[What is needed] Everything in the listing should be transcribed exactly, apart from the pictures.

[The records]
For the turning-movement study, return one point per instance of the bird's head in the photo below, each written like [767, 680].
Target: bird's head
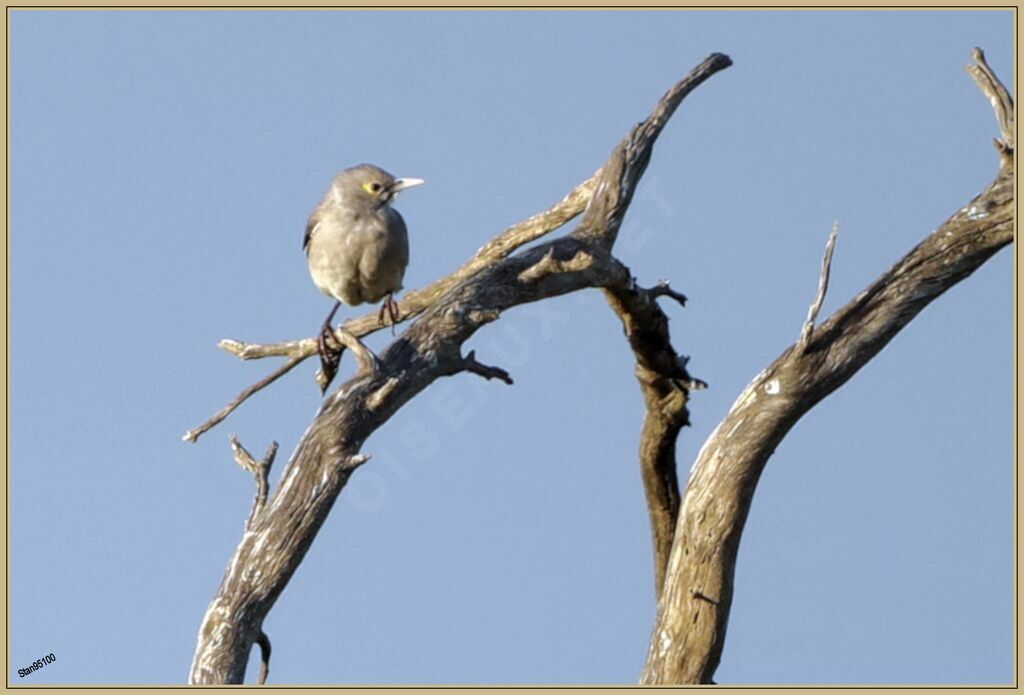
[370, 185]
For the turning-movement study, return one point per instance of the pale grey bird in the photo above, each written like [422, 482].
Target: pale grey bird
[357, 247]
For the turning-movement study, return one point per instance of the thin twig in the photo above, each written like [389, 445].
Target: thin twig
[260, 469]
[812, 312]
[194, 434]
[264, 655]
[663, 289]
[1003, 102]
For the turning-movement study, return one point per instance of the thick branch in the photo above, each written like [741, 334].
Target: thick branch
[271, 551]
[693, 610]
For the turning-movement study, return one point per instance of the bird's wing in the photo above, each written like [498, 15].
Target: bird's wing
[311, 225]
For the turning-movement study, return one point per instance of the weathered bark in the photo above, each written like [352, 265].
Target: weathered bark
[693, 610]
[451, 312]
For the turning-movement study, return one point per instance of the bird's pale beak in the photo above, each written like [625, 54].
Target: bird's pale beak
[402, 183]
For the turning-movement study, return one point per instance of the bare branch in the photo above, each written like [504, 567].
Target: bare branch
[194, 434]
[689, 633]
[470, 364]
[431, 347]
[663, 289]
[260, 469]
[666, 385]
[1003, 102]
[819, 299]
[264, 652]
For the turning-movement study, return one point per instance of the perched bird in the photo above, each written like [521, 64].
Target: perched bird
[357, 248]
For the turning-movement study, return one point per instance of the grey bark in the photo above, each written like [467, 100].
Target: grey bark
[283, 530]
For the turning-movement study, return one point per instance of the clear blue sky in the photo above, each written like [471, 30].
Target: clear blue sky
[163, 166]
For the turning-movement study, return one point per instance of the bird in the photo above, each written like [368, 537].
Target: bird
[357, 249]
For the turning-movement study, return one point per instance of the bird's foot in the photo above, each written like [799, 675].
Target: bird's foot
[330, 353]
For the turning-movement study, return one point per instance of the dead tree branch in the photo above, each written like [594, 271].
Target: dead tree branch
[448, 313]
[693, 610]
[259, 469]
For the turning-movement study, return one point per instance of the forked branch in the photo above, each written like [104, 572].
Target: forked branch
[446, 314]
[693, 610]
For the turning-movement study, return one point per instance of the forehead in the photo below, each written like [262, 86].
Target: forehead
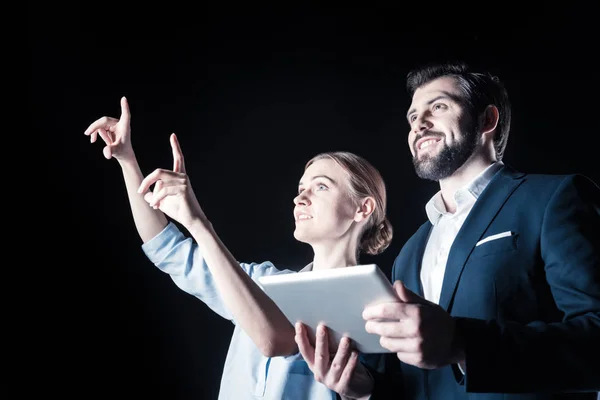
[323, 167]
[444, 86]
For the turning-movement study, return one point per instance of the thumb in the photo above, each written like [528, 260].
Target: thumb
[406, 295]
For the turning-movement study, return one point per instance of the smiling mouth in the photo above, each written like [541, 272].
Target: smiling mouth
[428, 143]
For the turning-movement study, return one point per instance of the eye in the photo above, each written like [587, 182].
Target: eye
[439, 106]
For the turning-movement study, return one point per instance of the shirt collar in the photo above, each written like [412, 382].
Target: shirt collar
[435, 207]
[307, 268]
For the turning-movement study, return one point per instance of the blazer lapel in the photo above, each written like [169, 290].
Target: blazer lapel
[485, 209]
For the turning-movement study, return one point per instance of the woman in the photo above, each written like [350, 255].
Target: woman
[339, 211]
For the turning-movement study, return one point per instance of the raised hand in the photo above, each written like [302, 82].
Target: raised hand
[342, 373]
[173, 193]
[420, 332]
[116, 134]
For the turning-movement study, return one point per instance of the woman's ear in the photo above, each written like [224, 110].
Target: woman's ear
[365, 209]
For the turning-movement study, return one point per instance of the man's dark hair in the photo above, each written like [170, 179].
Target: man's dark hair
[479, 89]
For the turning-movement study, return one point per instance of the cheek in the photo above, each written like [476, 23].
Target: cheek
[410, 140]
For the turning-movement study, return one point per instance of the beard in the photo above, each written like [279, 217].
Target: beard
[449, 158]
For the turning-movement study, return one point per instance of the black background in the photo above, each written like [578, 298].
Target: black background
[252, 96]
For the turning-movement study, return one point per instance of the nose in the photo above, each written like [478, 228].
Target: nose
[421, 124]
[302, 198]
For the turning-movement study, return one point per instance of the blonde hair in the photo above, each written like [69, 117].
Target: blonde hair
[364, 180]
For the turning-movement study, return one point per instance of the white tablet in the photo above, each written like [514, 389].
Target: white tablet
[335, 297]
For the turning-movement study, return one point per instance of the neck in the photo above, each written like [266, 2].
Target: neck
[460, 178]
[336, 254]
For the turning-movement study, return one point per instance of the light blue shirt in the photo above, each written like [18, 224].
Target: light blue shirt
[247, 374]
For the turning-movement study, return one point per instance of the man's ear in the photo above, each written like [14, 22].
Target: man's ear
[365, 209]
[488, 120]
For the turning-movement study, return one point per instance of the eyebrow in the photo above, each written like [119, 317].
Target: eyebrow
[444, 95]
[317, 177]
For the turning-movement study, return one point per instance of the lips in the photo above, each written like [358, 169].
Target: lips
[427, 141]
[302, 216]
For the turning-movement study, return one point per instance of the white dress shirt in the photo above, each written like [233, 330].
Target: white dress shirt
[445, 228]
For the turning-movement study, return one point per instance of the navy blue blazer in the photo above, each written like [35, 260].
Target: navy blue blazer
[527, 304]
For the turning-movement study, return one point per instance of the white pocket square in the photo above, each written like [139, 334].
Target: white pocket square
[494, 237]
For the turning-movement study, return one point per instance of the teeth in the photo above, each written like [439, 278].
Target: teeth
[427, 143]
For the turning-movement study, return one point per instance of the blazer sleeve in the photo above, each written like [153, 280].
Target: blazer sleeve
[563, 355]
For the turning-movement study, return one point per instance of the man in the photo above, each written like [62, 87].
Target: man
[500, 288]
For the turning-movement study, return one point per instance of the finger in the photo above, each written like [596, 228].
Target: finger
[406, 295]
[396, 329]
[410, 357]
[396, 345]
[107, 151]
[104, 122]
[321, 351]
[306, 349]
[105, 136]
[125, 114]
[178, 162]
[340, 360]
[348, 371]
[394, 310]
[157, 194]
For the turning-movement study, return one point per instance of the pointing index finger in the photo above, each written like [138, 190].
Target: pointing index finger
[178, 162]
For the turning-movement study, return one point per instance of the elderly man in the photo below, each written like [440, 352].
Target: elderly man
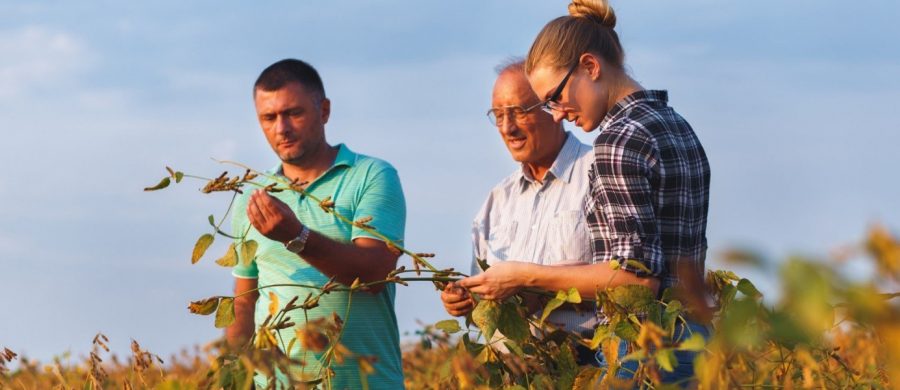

[Task answer]
For the turning-movement study, return one point per instance of the bird's head in the photo below, each written like [767, 680].
Target: bird's head
[370, 185]
For the turning-movement study, return one point per instance of the pale grey bird in the photo above, each written like [422, 482].
Target: pale grey bird
[357, 247]
For the turning-movement study, return one point per instance of the thin twig in the photo above, each written like [389, 445].
Target: thin twig
[260, 469]
[812, 312]
[194, 434]
[264, 655]
[663, 289]
[1003, 102]
For the turning-movement study, return one point per instance of the thick branch in the photo above, each written like [741, 334].
Target: thick branch
[271, 551]
[693, 610]
For the turning-movement study, return one point per instance of the bird's wing in the photo above, each written like [498, 15].
Target: bird's wing
[311, 225]
For the turning-movement study, return one point per instance of the weathered bark in the photo above, each written like [352, 265].
Target: weathered bark
[693, 610]
[451, 312]
For the turning-movement study, return one point per instance of the bird's pale beak in the photo above, each written like [625, 54].
Target: bird's pale beak
[402, 183]
For the turning-movement study, return one point per instance of the bare branch in the photo above, each written like [504, 567].
Target: bare branch
[194, 434]
[689, 633]
[470, 364]
[431, 347]
[663, 289]
[260, 469]
[666, 385]
[1003, 102]
[819, 299]
[264, 652]
For the turning-movement study, return one point per instance of the perched bird in the photo above, each written like [521, 64].
Target: perched bird
[357, 248]
For the turning-movement study, return one point per instance of the grey bark in the photo above, each written like [467, 100].
Target: grey bark
[283, 530]
For the turning-movement study, return one point per instance of the clear blue sky in the photo above, each written like [471, 30].
Target: clear blue sky
[163, 166]
For the turning-movement study, return one point per instance of the bird in the photo above, each written like [368, 537].
Target: bird
[357, 249]
For the turning-movement study, return one point per instance of the bird's foot in the photo above, each written like [799, 675].
Target: bird's foot
[330, 353]
For the turning-movement study, return one point per instance of the dead tree branch in the photo above, each written like [594, 271].
Target: dead tree branch
[448, 313]
[693, 610]
[259, 469]
For the turning-movement study, return one point per instance of the forked branch in the photo above, each written like [104, 572].
Target: forked branch
[446, 314]
[693, 610]
For the turning-movement study, return one point per instance of the forehead in the photo below, each written like [262, 86].
Target: forehead
[323, 167]
[444, 86]
For the turning-movement study, return one point per instance of the thumb in the photo above, each written like [528, 260].
Target: thumb
[406, 295]
For the turning-movement study, return one point per instance of the smiling mouth in the photo above, each written like [541, 272].
Target: smiling mouth
[428, 143]
For the turning-movement study, return one point per instance of the eye in the photo above, each written like [587, 182].
Target: eye
[439, 106]
For the turning-movement study, return one point per instance of the shirt collar in the photo above, each written like [412, 382].
Target: shirt collar
[435, 207]
[307, 268]
For the turning-movement study, return one point per instance of the blazer lapel in the photo above, each written like [169, 290].
Target: blazer lapel
[485, 209]
For the turning-movement study, return one point per instance of the woman in the photo above, each written like [350, 255].
Target: woman
[339, 211]
For the turning-movement study, return one point per instance of the raised hand in the photo above, each written like [302, 82].
Target: raised hand
[342, 373]
[173, 193]
[420, 332]
[116, 134]
For the turning-movement study, return one point per instance of the woman's ear in the photo above, each written like [224, 110].
Target: woman's ear
[365, 209]
For the turning-movement study, return one point per instance of the man's dark hair in the photo above, each written like [170, 179].
Target: man's dark hair
[479, 89]
For the turning-movement study, return one point per instance of the cheek in the photo above, each written like [476, 23].
Target: cheek
[410, 140]
For the turning-movement study, return one point per instance of the beard in the photo above, each written like [279, 217].
Target: beard
[449, 158]
For the turning-movement study, return one point per instance of the black background in the photo above, each written like [578, 298].
Target: black background
[252, 96]
For the turning-movement study, return one point per instance of the nose in the photo above, each written like [478, 228].
Target: nose
[421, 124]
[302, 198]
For the turning-movement study, return one point per instance of the blonde hair in the photo above, each written like [69, 117].
Target: blonde hair
[364, 180]
For the turning-movement study, return one point per instance of the white tablet in the photo above, each written like [514, 389].
Target: white tablet
[335, 297]
For the turning-movement study, return one point per instance of the neck in the photo above, each written like [266, 2].
Target: neck
[460, 178]
[336, 254]
For the turning-movement study, return one point per instance of the light blue shirt in the photo above, each written like [18, 224].
Target: light blue shirt
[247, 374]
For the turning-movement study, return one point per instance of the man's ear in the photo above, each written like [14, 22].
Target: man's ear
[365, 209]
[488, 120]
For the turning-movement study, return one point per instance of the eyebrow in the photo above, each written like [119, 317].
Target: eyebrow
[444, 95]
[317, 177]
For the turning-movement study, return one point per instance of the lips in the photo above, each written like [358, 169].
Target: lips
[427, 141]
[302, 216]
For the turning-movement study, return one point per instance of the white dress shirt in the photo above, each written like [233, 330].
Target: white dress shirt
[445, 228]
For the turning-movement study, return one point per instance of the navy blue blazer in the photo above, each written like [35, 260].
Target: navy blue blazer
[527, 304]
For the turning-movement study, return one point per instance of the white pocket square in the photo above, each written like [139, 334].
Target: white pocket square
[494, 237]
For the turning-movement study, return one point per instance of the teeth in the photo above, each written like [439, 278].
Target: teeth
[427, 143]
For the turning-movement study, return one point per instance of the blazer sleeve in the photo above, each written like [153, 280].
Target: blazer sleeve
[563, 355]
For the turning-movement study, return one point per instance of the man in the photo above, each written like [62, 87].
Target: man
[500, 288]
For the turning-movement study, return one point per instance of the finger in the photo above, each written like [596, 228].
Target: finger
[406, 295]
[396, 329]
[410, 357]
[396, 345]
[107, 151]
[104, 122]
[321, 351]
[306, 349]
[105, 136]
[125, 114]
[178, 162]
[340, 360]
[348, 371]
[394, 310]
[157, 194]
For the turning-movement study, return one point per instance of the pointing index finger in the photo above, each written like [138, 190].
Target: pointing index finger
[178, 162]
For the turning-movement study, return one point per instance of the elderly man in the photo below, each written like [440, 352].
Target: elderly man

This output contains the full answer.